● **Requisitos**:
A - En el texto sobre el hambre y la agricultura capitalista, ¿qué favorece el diseño de las normas políticas de regulación existentes?
B - Prosigue el texto sobre el hambre y la agricultura capitalista a partir de su última oración.

● **Texto de lectura**:

-*-*-

La falta de una alimentación suficiente es una de las 
vergüenzas con las que nos levantamos y transitamos los 365 
días del año. Las fórmulas para combatir pobreza y hambre 
son sencillas pero faltan la ética y audacia suficientes 
para reconocer que el modelo de sociedad capitalista 
existente es la raíz de estos (y otros) males. La 
agricultura capitalista se ha industrializado pensando sólo 
en los beneficios mercantiles provocando la ruina de las 
familias dedicadas a la pequeña agricultura o ganadería 
campesina, mayoría en los países del llamado Tercer Mundo y 
minoría en constante resistencia en nuestros países. Las 
(pocas) normas políticas de regulación existentes al 
respecto sólo agudizan el problema pues su diseño favorece 
la competencia y el dumping entre esos mismos 
campesinos y las grandes corporaciones de la alimentación, 
tanto en el sector productivo como en el de la distribución, 
rematando así la faena. 
 
Irrita observar cómo algunas de estas mismas multinacionales 
quieren engañarnos, por ejemplo vendiendo productos “verdes” 
alardeando de su sensibilidad para con el medio ambiente o 
promocionando productos de “comercio justo” y sus efectos 
solidarios. Estrategias farsantes fáciles de desenmascarar.

-*-*-

● **Datos disponibles**:
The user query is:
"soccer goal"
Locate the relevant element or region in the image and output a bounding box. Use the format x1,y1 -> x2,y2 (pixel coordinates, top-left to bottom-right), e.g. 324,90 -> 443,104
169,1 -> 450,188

-*-*-

● **Resultados del ejercicio**:
A - La competencia y el dumping entre los campesinos y las grandes corporaciones de la alimentación.

B -
No es difícil encontrarnos café de comercio justo de las 
mismas empresas estrellas del precio injusto (pagan una 
miseria a los cultivadores de café y nos cobran a los 
consumidores precios muy superiores). O tropezar con 
hipotéticos tomates ecológicos en supermercados cómplices de 
la asesina globalización alimentaria. Pasen de la sección de 
verduras a la pescadería y encontrarán por ejemplo perca del 
Nilo a menos de 8 euros el kilo. La perca es uno de los 
casos paradigmáticos del expolio de los bienes naturales que 
sufre África. Mientras dos millones de personas junto 
al Lago Victoria, donde se pesca la perca, pasan hambre, la 
maquinaria del negocio nos ofrece dos millones de raciones 
de perca a diario para disfrute de la población europea.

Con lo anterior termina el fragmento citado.